WRITTEN PROBLEM: Pull out every line of the listing that follows that contains the word "below", copying each one unchanged.
* BEGIN RECORDS TO USE *
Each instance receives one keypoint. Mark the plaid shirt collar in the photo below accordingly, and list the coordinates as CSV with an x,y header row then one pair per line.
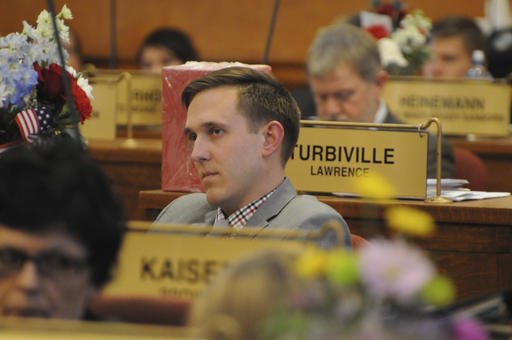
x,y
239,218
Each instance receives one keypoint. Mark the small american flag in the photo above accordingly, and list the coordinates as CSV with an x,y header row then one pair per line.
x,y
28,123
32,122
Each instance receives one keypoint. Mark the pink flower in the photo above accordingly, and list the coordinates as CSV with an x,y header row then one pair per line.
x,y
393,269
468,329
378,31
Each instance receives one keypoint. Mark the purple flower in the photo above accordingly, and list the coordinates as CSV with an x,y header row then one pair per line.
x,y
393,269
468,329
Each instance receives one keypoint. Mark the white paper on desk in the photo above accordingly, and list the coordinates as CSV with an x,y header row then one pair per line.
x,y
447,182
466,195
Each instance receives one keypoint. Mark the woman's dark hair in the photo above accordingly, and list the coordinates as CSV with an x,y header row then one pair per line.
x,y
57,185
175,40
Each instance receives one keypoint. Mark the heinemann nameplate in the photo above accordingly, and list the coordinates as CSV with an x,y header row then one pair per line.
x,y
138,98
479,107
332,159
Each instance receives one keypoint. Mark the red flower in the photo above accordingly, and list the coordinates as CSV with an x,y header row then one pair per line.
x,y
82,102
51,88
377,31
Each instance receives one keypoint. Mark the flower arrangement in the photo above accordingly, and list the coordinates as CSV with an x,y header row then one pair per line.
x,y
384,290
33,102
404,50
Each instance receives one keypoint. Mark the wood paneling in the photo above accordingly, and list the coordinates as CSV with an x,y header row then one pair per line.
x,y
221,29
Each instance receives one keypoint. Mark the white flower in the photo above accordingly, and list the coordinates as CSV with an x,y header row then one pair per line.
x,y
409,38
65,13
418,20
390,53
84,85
* END RECORDS TO USE *
* BEGIN RECORDS TO USE *
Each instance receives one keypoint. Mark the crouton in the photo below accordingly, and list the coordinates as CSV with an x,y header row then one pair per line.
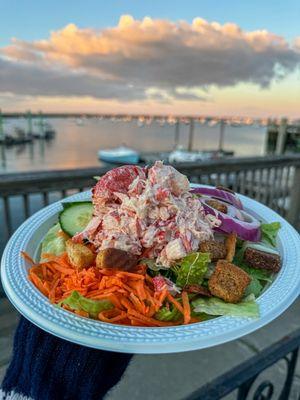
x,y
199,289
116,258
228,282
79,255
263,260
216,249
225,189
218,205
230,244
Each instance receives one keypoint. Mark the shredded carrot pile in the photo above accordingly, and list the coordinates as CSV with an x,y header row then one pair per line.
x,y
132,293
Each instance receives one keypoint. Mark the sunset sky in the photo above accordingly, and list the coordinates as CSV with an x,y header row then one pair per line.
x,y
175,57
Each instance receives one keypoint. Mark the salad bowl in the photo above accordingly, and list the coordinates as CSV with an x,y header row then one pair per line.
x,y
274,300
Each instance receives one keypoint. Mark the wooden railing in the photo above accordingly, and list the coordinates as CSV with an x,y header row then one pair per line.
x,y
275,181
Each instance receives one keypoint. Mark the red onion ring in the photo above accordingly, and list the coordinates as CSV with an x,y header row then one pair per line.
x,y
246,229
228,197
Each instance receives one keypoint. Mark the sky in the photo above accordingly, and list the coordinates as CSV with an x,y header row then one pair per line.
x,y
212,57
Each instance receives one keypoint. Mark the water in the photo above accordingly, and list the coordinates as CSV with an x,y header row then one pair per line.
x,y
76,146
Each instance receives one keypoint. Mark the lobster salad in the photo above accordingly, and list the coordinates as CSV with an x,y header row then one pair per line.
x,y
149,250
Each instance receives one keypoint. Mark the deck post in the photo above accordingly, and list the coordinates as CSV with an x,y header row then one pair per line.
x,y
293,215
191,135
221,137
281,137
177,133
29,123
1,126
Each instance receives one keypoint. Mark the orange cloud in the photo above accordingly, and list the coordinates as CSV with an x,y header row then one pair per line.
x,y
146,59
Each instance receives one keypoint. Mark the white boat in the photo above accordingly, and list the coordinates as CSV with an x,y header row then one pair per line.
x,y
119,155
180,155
* END RECORDS TO USE *
EXERCISE ANSWER:
Each instance receives one keypoint. Mark the plaid shirt collar in the photo below accordingly, and list the coordinates as CSV with an x,y header row then one pair per line.
Each instance receives one keypoint. Mark the crouton in the photo below accordingly, and list the coordinates as CSV with an x,y header row then one pair per line.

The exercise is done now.